§ How to complete this task:
Please copy each line of the data that includes the string "scene".

--- Materials provided Enclosed Below ---

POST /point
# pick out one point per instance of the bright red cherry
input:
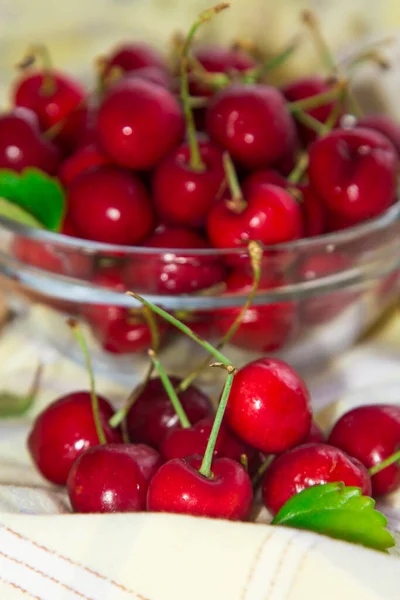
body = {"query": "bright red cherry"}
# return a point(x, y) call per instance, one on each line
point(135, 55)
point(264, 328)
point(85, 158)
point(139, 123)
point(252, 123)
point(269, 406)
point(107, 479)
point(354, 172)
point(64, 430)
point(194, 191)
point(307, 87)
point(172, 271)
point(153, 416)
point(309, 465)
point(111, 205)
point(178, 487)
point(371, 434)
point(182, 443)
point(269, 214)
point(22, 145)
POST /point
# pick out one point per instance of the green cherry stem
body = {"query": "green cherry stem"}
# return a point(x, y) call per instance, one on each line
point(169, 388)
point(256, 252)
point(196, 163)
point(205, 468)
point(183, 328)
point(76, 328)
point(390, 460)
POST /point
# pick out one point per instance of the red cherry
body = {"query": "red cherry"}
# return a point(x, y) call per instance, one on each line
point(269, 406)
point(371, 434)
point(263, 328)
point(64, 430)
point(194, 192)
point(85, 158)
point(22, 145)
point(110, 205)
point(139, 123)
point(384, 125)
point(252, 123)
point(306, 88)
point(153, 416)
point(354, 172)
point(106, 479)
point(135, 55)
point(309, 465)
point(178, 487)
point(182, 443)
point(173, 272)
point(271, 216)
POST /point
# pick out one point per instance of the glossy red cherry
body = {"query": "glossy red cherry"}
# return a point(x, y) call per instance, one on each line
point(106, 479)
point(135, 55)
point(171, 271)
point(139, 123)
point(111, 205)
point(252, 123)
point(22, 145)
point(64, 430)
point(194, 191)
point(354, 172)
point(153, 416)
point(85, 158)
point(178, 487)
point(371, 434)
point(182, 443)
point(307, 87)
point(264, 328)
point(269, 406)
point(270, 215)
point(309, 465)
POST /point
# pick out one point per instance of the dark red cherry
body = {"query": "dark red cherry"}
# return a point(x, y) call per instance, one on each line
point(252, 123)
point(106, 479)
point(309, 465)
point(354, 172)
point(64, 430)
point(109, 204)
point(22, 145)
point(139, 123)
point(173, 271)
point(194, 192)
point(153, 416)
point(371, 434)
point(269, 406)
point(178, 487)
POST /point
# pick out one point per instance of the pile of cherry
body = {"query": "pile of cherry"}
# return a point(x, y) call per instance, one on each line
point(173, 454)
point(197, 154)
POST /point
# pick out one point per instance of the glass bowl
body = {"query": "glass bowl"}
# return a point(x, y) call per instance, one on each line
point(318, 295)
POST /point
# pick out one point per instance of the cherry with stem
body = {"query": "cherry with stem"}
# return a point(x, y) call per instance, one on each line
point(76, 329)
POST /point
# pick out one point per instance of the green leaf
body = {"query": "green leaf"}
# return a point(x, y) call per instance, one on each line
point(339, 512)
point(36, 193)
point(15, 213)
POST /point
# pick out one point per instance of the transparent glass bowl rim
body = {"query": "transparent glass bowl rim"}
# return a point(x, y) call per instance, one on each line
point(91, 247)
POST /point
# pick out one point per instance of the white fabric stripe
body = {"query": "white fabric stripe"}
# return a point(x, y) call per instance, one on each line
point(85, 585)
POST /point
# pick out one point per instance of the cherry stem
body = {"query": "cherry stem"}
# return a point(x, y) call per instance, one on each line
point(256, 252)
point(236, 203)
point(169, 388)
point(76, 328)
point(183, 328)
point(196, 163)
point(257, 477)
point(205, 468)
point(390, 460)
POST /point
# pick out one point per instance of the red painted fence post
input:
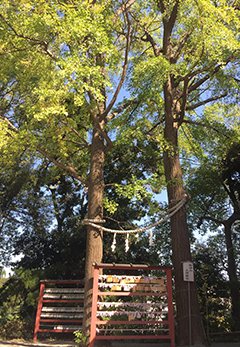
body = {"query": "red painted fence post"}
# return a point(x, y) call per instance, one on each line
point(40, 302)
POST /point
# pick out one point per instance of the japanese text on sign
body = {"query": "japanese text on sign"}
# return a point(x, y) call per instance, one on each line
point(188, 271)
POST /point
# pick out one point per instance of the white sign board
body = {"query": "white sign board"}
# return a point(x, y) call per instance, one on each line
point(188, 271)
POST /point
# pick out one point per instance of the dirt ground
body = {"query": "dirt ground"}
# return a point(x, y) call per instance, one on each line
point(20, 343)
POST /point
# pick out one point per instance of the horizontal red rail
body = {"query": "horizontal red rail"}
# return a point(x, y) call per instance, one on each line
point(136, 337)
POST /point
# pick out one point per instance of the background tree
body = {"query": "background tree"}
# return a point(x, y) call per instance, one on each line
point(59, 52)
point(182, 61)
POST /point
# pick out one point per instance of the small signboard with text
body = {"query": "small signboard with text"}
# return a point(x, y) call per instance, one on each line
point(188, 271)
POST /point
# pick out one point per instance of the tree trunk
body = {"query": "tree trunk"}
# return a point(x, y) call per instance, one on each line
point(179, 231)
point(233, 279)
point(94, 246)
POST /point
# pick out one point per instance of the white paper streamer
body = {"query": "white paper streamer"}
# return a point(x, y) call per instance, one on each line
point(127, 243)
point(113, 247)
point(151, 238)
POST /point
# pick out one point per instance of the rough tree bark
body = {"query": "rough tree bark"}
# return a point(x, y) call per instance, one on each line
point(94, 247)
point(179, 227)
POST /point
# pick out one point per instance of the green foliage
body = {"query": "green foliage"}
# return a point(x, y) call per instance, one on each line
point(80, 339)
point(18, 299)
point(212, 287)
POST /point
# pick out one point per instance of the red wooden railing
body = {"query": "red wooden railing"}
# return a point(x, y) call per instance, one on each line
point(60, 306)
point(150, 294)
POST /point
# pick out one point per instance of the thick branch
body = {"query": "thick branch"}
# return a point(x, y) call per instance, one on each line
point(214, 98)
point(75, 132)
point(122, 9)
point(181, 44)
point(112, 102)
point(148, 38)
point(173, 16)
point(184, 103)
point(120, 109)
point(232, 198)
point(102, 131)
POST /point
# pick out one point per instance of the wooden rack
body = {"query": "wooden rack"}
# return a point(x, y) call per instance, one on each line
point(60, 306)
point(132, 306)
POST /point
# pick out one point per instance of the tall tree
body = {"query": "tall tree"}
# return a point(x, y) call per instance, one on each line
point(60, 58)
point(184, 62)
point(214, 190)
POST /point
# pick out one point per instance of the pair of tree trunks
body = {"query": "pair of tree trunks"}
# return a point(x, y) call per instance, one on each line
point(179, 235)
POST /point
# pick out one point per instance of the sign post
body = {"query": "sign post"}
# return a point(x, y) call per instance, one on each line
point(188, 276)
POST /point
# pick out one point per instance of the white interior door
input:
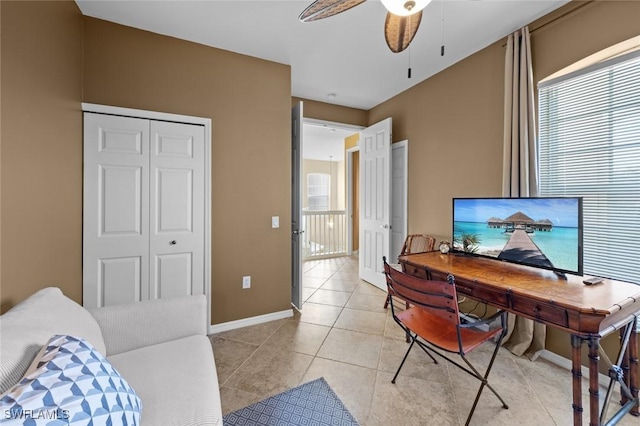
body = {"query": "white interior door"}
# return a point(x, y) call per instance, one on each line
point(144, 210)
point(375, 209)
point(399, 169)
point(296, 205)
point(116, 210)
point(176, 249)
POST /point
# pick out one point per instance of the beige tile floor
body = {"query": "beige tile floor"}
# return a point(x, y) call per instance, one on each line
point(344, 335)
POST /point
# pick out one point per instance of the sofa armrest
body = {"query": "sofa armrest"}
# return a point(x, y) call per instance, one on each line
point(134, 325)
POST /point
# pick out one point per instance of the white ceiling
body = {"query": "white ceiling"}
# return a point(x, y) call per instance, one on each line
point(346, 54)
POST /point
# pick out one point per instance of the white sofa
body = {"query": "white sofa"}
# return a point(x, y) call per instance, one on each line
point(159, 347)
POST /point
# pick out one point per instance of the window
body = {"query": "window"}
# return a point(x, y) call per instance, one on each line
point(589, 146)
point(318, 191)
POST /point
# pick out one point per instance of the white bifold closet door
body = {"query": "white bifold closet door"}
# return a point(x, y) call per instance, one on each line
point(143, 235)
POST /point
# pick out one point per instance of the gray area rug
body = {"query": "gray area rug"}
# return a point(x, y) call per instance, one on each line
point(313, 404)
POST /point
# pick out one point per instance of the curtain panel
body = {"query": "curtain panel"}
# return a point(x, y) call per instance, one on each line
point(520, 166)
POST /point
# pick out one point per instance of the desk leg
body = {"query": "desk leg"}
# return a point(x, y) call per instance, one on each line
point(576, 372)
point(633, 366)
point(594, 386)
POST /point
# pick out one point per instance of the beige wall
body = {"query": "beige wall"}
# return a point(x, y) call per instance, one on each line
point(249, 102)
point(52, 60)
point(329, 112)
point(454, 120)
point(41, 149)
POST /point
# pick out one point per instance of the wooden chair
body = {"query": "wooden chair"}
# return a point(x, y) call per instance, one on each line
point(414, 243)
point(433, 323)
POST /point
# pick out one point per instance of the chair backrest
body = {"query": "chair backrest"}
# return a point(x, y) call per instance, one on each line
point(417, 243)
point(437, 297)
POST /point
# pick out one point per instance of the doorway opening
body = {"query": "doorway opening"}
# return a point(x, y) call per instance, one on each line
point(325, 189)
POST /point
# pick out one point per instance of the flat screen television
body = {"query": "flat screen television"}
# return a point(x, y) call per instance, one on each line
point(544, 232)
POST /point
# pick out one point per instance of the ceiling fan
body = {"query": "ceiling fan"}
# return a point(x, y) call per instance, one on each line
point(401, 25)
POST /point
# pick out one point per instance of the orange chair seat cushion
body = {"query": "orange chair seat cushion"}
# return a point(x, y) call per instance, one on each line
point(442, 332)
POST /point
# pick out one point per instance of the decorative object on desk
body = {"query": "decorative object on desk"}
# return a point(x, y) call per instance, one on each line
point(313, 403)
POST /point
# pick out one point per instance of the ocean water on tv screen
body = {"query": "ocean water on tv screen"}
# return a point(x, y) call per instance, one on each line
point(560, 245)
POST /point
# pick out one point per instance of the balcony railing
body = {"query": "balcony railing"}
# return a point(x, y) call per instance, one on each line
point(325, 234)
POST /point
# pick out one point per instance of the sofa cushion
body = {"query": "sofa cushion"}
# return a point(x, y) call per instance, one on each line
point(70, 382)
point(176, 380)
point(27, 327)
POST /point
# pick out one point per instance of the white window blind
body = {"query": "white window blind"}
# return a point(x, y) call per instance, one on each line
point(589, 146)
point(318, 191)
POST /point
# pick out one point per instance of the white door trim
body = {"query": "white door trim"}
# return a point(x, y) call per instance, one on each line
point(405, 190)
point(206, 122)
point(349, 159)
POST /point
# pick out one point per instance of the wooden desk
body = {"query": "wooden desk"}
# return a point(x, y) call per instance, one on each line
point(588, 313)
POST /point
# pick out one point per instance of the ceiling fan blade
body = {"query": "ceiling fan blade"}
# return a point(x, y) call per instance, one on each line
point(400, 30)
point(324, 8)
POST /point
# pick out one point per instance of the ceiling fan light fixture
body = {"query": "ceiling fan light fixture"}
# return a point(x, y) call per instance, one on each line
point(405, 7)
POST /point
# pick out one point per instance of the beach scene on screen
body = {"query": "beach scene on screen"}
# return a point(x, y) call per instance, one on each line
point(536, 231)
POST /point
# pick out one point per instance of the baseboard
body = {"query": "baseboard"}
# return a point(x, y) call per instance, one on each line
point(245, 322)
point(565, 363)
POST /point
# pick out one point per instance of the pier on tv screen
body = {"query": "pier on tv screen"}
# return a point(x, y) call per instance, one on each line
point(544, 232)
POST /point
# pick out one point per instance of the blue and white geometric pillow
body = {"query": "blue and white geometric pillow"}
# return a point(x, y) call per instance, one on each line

--- End of Enclosed Materials provided ---

§ Response to the exercise:
# pick out one point per instance of the beach scene on screen
body = {"query": "beach scene on screen"}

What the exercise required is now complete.